**Required actions**
• 1. In the pronatalism transcript, what is the title of Peachy Keenan's book?
• 2. Extend the pronatalism transcript past its final line.

**Selected text**

Shoshanna Ehrlich (31:15):
Terrific. So I just want to pull together a few threads, and then I definitely want to talk about this in the context of anti-feminism. So one of the things that I was struck by, Michele, in what you were saying is, if I have the quote from you correctly, Buck versus Bell, this history of eugenics was to prevent the manifestly unfit from reproducing themselves, which is exactly what Kevin Dolan said to the sort of person who is afraid that the pronatalist conference would encourage those who were too stupid to reproduce. So I think we see a direct through line. I do want to talk about a little bit in greater detail about kind of the anti-feminist component of pronatalism. But again, I just want to start with a quote from one of the speakers from the pronatal conference. Her name is Peachy Keenan, and she's the author of this book called Domestic Extremism.
(32:26):
And as she made clear and has made clear that pronatalism is as she pretty much proclaims proudly anti-feminist. And she states that, here's one of her quotes. "We really don't want to market natalism to the progressive feminists. The people maxing out their fertility should be people ideally who won't raise their children to be gender neutral furries who want to join Antifa one day." I guess if you would speak either in the US stage or in the global stage, the connection between pronatalism and anti-feminism, that would be terrific.

**Data supplied**
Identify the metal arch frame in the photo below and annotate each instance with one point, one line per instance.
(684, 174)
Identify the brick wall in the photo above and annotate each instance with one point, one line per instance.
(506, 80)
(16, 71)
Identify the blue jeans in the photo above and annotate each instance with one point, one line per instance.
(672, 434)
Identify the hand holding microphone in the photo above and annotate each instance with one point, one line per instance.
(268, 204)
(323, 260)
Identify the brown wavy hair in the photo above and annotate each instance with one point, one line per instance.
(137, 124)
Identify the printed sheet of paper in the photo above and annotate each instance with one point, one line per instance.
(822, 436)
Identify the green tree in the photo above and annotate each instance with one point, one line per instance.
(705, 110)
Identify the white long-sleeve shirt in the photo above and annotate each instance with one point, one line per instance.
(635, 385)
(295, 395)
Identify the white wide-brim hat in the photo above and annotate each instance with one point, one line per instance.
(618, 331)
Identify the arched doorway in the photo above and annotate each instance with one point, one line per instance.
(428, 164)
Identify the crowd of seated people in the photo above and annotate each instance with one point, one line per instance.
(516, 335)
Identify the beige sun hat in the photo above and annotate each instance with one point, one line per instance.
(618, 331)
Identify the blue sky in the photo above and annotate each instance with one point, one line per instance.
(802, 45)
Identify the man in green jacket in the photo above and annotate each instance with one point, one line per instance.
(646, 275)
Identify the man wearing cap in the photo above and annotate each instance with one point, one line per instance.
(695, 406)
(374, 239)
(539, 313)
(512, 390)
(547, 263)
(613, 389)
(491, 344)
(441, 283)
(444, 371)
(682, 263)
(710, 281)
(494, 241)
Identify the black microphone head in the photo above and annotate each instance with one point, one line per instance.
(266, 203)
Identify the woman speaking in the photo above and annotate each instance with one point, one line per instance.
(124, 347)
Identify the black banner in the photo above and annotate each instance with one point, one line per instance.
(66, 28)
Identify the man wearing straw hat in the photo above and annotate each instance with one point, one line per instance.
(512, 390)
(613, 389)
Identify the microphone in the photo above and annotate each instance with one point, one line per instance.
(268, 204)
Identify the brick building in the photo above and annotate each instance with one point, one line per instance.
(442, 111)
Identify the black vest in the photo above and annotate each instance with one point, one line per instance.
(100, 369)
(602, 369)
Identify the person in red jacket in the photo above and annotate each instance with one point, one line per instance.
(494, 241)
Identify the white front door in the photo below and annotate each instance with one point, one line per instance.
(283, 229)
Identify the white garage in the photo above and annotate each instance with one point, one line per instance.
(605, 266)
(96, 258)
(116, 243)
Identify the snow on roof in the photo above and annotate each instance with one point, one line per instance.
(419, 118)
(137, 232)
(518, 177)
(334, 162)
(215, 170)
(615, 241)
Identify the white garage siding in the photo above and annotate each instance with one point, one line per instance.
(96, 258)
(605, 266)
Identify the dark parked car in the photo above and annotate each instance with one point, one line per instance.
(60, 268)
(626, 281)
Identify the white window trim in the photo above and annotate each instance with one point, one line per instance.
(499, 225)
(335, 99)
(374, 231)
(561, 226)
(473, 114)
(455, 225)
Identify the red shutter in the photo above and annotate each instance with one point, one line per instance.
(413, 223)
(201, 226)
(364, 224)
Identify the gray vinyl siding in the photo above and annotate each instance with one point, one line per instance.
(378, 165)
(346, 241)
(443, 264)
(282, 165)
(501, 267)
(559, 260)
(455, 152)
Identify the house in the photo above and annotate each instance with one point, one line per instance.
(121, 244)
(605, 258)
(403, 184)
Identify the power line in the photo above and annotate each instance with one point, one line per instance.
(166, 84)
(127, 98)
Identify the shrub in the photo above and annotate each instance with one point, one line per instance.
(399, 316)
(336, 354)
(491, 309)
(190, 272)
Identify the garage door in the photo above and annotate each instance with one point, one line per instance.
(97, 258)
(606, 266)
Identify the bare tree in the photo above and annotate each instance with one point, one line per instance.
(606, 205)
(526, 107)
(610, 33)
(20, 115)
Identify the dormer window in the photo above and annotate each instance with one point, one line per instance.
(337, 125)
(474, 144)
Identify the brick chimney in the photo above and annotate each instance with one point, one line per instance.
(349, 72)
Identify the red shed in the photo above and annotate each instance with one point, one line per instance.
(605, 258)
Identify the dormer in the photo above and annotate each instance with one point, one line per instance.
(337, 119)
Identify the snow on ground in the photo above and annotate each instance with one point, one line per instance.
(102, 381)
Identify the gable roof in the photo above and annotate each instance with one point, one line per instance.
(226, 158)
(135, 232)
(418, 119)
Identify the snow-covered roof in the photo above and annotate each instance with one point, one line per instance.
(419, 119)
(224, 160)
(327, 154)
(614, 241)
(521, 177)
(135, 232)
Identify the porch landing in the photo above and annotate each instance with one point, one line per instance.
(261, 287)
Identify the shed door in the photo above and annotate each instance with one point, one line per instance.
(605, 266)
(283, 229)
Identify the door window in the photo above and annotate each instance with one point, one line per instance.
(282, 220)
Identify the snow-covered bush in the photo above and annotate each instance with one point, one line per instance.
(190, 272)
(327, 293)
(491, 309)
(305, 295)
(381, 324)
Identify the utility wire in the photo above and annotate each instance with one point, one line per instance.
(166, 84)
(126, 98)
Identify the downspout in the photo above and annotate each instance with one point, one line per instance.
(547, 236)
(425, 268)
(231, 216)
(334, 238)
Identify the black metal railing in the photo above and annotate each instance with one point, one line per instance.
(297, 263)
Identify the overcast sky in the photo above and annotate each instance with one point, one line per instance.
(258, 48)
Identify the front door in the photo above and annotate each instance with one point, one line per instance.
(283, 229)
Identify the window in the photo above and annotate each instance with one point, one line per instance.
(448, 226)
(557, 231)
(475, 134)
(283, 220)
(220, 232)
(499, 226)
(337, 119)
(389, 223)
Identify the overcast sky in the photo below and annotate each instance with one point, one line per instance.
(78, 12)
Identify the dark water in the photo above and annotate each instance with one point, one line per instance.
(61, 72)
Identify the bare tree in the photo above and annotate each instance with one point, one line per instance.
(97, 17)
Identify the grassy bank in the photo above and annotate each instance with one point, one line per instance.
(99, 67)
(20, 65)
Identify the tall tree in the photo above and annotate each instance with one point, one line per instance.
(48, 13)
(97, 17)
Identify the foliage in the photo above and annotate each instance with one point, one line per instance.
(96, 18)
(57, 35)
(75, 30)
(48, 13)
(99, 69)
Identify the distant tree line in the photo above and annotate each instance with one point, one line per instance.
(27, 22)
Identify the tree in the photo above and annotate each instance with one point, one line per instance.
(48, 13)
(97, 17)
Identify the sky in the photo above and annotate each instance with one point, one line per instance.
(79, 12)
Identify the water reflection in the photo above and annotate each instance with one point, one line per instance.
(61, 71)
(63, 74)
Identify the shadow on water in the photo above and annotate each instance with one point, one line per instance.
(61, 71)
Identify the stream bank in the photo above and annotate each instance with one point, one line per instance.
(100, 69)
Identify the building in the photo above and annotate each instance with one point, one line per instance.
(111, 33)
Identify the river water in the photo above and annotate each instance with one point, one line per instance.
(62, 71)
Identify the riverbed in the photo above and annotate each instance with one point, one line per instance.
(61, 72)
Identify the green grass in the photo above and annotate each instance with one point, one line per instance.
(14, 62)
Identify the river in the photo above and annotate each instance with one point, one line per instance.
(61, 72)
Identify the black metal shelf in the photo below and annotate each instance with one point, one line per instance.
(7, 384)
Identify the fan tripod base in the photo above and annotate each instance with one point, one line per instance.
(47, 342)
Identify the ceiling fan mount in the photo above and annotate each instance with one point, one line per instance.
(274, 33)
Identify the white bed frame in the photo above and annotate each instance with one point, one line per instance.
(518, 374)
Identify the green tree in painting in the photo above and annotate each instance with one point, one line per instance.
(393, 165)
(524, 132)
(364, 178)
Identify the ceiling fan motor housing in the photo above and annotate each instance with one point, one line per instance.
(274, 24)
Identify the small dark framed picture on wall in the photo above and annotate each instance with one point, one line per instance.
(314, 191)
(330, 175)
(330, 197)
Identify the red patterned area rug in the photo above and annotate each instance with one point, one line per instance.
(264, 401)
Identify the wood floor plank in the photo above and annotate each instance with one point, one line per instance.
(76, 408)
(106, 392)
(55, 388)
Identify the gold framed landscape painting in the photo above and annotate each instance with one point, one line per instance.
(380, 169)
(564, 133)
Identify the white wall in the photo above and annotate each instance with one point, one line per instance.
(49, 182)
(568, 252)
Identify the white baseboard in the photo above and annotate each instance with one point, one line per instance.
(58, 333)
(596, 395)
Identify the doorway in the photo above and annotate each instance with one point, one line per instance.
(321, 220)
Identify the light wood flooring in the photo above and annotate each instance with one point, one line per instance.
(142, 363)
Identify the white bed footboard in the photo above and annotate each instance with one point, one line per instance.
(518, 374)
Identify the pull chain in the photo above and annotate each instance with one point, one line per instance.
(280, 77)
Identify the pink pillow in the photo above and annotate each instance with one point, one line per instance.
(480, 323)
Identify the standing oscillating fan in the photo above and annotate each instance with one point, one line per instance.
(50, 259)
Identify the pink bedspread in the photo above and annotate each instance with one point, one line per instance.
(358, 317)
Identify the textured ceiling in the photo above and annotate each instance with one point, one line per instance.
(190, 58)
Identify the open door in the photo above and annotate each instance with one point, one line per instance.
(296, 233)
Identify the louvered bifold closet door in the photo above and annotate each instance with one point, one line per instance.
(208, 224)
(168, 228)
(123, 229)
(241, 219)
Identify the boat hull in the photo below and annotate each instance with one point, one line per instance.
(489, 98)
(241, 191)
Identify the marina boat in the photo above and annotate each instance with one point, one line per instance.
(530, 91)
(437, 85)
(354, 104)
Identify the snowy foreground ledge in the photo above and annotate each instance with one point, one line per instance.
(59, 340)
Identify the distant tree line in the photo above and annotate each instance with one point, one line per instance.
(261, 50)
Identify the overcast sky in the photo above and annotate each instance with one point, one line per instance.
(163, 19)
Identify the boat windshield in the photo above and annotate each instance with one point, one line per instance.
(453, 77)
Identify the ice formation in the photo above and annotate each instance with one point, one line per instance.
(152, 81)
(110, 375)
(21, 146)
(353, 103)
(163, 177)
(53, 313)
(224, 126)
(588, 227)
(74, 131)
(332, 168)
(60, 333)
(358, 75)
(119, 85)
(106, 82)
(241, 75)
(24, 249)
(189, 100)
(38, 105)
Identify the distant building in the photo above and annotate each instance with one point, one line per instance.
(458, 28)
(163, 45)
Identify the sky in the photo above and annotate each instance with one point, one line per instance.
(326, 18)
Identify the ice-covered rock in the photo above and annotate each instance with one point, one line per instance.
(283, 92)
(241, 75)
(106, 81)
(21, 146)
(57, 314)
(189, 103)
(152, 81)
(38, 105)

**Expected results**
• 1. Domestic Extremism

• 2.
Nandita Bajaj (33:17):
One of the things I look at in a graduate course that I teach on Pronatalism, Population and the Planet is the failure of feminism to have totally and correctly critiqued pronatalism within a feminist framework. So I didn't think there would be a universe where I would agree with Peachy Keenan, but her claim that pronatalism is proudly anti-feminist is correct, but I will go a step further and say, I wish that feminism had actually owned that narrative as it has so many other areas of reproductive rights and women's rights. The reason I said earlier that pronatalism is one of the most successful projects or maybe the most successful project of patriarchy is because it has weaved its way into not just anti-rights narrative of the far right, of the religious and political and economic forces, but also because it is very much present within progressive discourse.
(34:25):
This notion that all women want to and should become mothers, even including neoliberal feminism, where there is this notion that women can have it all, really failed to look at the roots of pronatalism. And its ties to, as Michele has already spoken about, racist, eugenicist, nationalist, political and economic agendas that have always seen women's reproduction as a tool for continuing on or strengthening these institutions. Challenging pronatalism doesn't challenge procreation or motherhood, and we need to separate those two. Incredible feminist work has looked at motherhood as an institution and motherhood as a relationship. And we need to be clear that when we talk about pronatalism, it is only seen through the lens of institutional strength. I see really no universe in which pronatalism can be justified through a feminist lens, because at the very heart of pronatalism is a desire to raise birth rates for external agendas that we've spoken about at length.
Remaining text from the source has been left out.